## DOCUMENT TEXT

»»

Finding the first index in a list greater than a particular value

Sun Aug 14 23:01:22 EDT 2016

On Sun, Aug 14, 2016 at 2:21 PM Atri Mahapatra <atri.mahapatra at gmail.com>
wrote:
> I have a list of dictionaries which look like this:
> [{'Width': 100, 'Length': 20.0, 'Object': 'Object1'}, {'Width': 12.0,
> 'Length': 40.0, 'Object': 'Object2'}...... so on till 10]
>> I would like to find the first index in the list of dictionaries whose
> length is greater than a particular value
>> f=lambda seq, m: [ii for ii in range(0, len(seq)) if seq[ii]['Length'] >
> m][0] and it throws an error
>> can anyone suggest a way to do it?
>
There's no need to play code golf (squishing your thoughts into one line).
 def index_of_first_record_of_minimum_size(records, m):
 'records is an iterable of dictionaries'
 for i, dictionary in enumerate(list_of_dicts):
 if dictionary['Length'] > m:
 return i
 raise ValueError('no record found with "Length" greater than %r' %
(m,))
If you have trouble coming up with a good name for a function, that
suggests you are either doing too much or too little with that function. If
you want the same task outside of a function, change the return to a break.
 if not records:
 raise ValueError('no records found')
 for index, d in enumerate(records):
 if d['Length'] > m:
 break # `index` is now the index of the first record of minimum
length
 else:
 raise ValueError('no record found with "Length" greater than %r' %
(m,))

««

## TASK TO COMPLETE
Reproduce the forum reply on finding the first matching index, from "If you have" up to and including "ValueError('no records found')", substituting "difficulty" for "trouble".

## LISTING
»»

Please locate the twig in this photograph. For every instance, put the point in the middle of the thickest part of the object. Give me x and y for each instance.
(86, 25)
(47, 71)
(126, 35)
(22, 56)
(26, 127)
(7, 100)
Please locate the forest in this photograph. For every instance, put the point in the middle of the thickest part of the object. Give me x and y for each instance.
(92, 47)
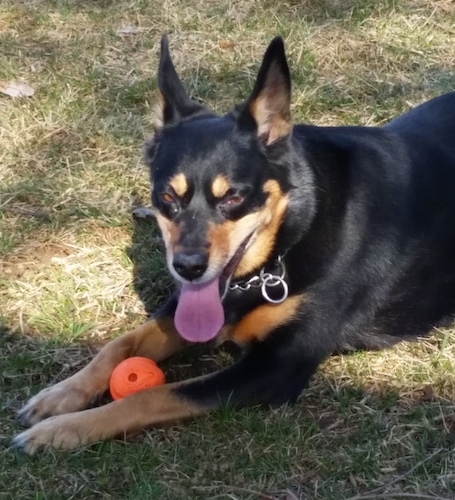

««

## EXERCISE RESULT
If you have difficulty coming up with a good name for a function, that
suggests you are either doing too much or too little with that function. If
you want the same task outside of a function, change the return to a break.
 if not records:
 raise ValueError('no records found')